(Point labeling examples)
****************************************

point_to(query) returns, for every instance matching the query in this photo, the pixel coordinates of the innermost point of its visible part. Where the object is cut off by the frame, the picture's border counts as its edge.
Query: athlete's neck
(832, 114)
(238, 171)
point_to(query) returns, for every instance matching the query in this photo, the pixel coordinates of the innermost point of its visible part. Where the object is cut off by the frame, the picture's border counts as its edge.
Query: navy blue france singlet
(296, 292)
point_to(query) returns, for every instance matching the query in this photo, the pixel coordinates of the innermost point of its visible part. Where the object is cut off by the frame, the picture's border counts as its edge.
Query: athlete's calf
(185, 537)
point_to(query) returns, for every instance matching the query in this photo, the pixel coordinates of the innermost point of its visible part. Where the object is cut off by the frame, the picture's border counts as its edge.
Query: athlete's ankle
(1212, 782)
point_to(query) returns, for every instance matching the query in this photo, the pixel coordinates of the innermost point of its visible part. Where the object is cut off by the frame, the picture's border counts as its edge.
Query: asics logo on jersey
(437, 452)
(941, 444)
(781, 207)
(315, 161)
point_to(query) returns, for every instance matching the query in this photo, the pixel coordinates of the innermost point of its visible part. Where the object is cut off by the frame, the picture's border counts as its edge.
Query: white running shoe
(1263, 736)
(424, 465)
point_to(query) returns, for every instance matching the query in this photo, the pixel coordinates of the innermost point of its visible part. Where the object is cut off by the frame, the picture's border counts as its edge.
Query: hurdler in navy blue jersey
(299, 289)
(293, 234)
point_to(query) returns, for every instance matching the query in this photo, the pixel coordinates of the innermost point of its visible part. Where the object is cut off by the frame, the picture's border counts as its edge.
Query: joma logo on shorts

****************************************

### Exercise
Reproduce the material above in full, changing every instance of "athlete's" to "runner's" and leaving everything else as it is.

### Answer to the exercise
point_to(query) returns, for every instance matching the query in this photo, the pixel coordinates of the innermost point of its visible part. Where the object is cut off by the frame, the picture's border counts as its edge.
Query: runner's neck
(832, 114)
(238, 171)
point_to(query) returns, for every instance matching the query in this photo, the pixel coordinates of the innermost point of its visible part. Where the object is cut off by the frame, the picture's border counts as its edge.
Query: navy blue france singlet
(296, 292)
point_to(query) returns, for every instance matching the query in this photo, the pixel coordinates of the innermost point of its visible part. Where the object is cut off by the frame, the picture's border counts as its edge.
Query: runner's calf
(185, 537)
point_to(query) returns, for every instance matching the query in this photo, the pixel coordinates of the innermost point of its visible part. Where the object is cut off by the frame, the picture's border counts as its edge.
Query: runner's ankle
(1212, 782)
point_to(query) returns, for every instance matching the query in this photo, the pixel coordinates of the innermost point of its visible part. Where the object is cut off by the frame, the picture's border counts as its edge.
Query: asics logo on jersey
(437, 452)
(941, 444)
(781, 207)
(315, 161)
point_to(query) returns, for every instance matching the query in this photo, the pixel coordinates of the innermost point of its visible part. Where the object is cut off by the frame, the picture's border counts as its edge.
Query: white running shoe
(1263, 736)
(424, 465)
point_to(query) returns, for every instance matching the query in this photo, the pixel coordinates of the innermost point of its visible part. Where the object is cut off by the frame, the picture's border counts as its edge.
Query: hurdler in navy blue jersey
(299, 289)
(293, 234)
point_to(query) returns, for every instance matching the query in this photo, the pixel coordinates of the innermost point of its visible part. Where the object is cut off by the frame, the picture's border counts as its edge.
Query: joma logo on shorts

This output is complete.